* Segmentation mask data *
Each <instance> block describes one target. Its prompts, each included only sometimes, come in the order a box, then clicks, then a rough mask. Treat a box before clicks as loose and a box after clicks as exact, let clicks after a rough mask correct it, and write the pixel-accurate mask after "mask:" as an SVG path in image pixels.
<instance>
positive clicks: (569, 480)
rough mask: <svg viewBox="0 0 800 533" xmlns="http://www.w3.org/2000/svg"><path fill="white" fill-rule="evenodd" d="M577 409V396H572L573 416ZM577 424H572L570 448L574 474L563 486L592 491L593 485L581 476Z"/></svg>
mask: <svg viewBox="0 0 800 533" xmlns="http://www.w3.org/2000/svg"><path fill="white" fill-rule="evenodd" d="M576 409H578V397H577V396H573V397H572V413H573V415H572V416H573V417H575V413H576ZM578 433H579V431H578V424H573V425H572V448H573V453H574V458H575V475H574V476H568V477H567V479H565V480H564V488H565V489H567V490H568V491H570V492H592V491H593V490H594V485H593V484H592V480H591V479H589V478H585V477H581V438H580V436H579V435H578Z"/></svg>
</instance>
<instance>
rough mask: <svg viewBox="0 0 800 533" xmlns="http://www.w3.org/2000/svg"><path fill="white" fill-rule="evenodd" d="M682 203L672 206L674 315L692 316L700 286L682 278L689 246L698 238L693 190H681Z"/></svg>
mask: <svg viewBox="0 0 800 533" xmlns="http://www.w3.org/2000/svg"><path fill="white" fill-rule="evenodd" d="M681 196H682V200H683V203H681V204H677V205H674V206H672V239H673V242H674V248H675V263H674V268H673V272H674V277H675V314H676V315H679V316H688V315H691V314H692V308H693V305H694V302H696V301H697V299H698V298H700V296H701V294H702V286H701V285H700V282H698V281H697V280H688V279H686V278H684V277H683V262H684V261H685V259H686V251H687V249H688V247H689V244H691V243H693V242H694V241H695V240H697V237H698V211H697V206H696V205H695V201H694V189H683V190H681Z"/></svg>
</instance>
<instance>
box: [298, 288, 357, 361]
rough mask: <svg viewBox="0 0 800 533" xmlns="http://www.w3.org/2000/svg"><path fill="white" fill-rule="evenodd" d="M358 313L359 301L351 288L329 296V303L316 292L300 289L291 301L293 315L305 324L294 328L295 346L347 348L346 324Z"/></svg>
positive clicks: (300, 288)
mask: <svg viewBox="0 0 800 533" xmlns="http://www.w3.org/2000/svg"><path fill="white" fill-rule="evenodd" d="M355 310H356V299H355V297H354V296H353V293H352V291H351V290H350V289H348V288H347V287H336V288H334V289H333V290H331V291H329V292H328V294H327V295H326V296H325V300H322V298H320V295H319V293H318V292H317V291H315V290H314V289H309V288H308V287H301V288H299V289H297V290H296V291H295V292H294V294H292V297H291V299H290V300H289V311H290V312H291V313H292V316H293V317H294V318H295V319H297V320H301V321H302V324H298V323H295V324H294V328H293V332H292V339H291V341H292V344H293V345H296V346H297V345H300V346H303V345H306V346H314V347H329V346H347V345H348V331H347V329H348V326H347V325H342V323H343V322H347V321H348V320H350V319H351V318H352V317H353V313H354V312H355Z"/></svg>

* Written task *
Rewrite all the items above as a numbered list with one line per entry, dropping any blank lines.

* Exercise output *
1. Each <instance> block describes one target. Its prompts, each included only sometimes, come in the order a box, then clicks, then a rough mask. Treat a box before clicks as loose and a box after clicks as exact, let clicks after a rough mask correct it, and write the pixel-accurate mask after "mask:" as an SVG path in image pixels.
2. <instance>
3. positive clicks: (569, 480)
4. rough mask: <svg viewBox="0 0 800 533" xmlns="http://www.w3.org/2000/svg"><path fill="white" fill-rule="evenodd" d="M577 409V396H572L573 416ZM577 424H572L570 448L574 474L563 486L592 491L593 485L581 476Z"/></svg>
5. mask: <svg viewBox="0 0 800 533" xmlns="http://www.w3.org/2000/svg"><path fill="white" fill-rule="evenodd" d="M576 409H578V397H577V396H573V397H572V413H573V415H572V416H573V417H575V413H576ZM578 433H579V431H578V424H573V425H572V448H573V453H574V458H575V475H574V476H568V477H567V479H565V480H564V488H565V489H567V490H568V491H570V492H592V491H593V490H594V485H593V484H592V480H591V479H589V478H585V477H581V438H580V436H579V435H578Z"/></svg>
6. </instance>
7. <instance>
8. rough mask: <svg viewBox="0 0 800 533" xmlns="http://www.w3.org/2000/svg"><path fill="white" fill-rule="evenodd" d="M682 203L672 206L674 315L692 316L700 286L682 278L689 246L698 238L693 190H681Z"/></svg>
9. mask: <svg viewBox="0 0 800 533" xmlns="http://www.w3.org/2000/svg"><path fill="white" fill-rule="evenodd" d="M681 196H682V200H683V203H681V204H677V205H674V206H672V239H673V242H674V248H675V263H674V268H673V272H674V277H675V314H676V315H679V316H688V315H691V314H692V308H693V305H694V302H696V301H697V299H698V298H700V296H701V294H702V286H701V285H700V282H698V281H697V280H688V279H686V278H684V277H683V262H684V261H685V259H686V251H687V249H688V247H689V244H691V243H693V242H694V241H695V240H697V237H698V211H697V206H696V205H695V201H694V189H683V190H681Z"/></svg>
10. </instance>
11. <instance>
12. box: [298, 288, 357, 361]
13. rough mask: <svg viewBox="0 0 800 533" xmlns="http://www.w3.org/2000/svg"><path fill="white" fill-rule="evenodd" d="M358 313L359 301L351 288L329 296V303L316 292L300 289L291 301L293 315L305 324L294 328L295 346L347 348L346 324Z"/></svg>
14. positive clicks: (300, 288)
15. mask: <svg viewBox="0 0 800 533" xmlns="http://www.w3.org/2000/svg"><path fill="white" fill-rule="evenodd" d="M355 310H356V299H355V297H354V296H353V293H352V291H351V290H350V289H348V288H347V287H336V288H334V289H333V290H331V291H329V292H328V294H327V295H326V296H325V300H322V298H320V295H319V293H318V292H317V291H315V290H314V289H309V288H308V287H301V288H299V289H297V290H296V291H295V292H294V294H292V297H291V299H290V300H289V311H290V312H291V313H292V316H293V317H294V318H295V319H297V320H301V321H302V324H298V323H295V324H294V328H293V332H292V339H291V341H292V344H293V345H296V346H297V345H300V346H303V345H306V346H314V347H329V346H347V345H348V331H347V329H348V326H347V325H342V323H343V322H347V321H348V320H350V319H351V318H352V317H353V313H354V312H355Z"/></svg>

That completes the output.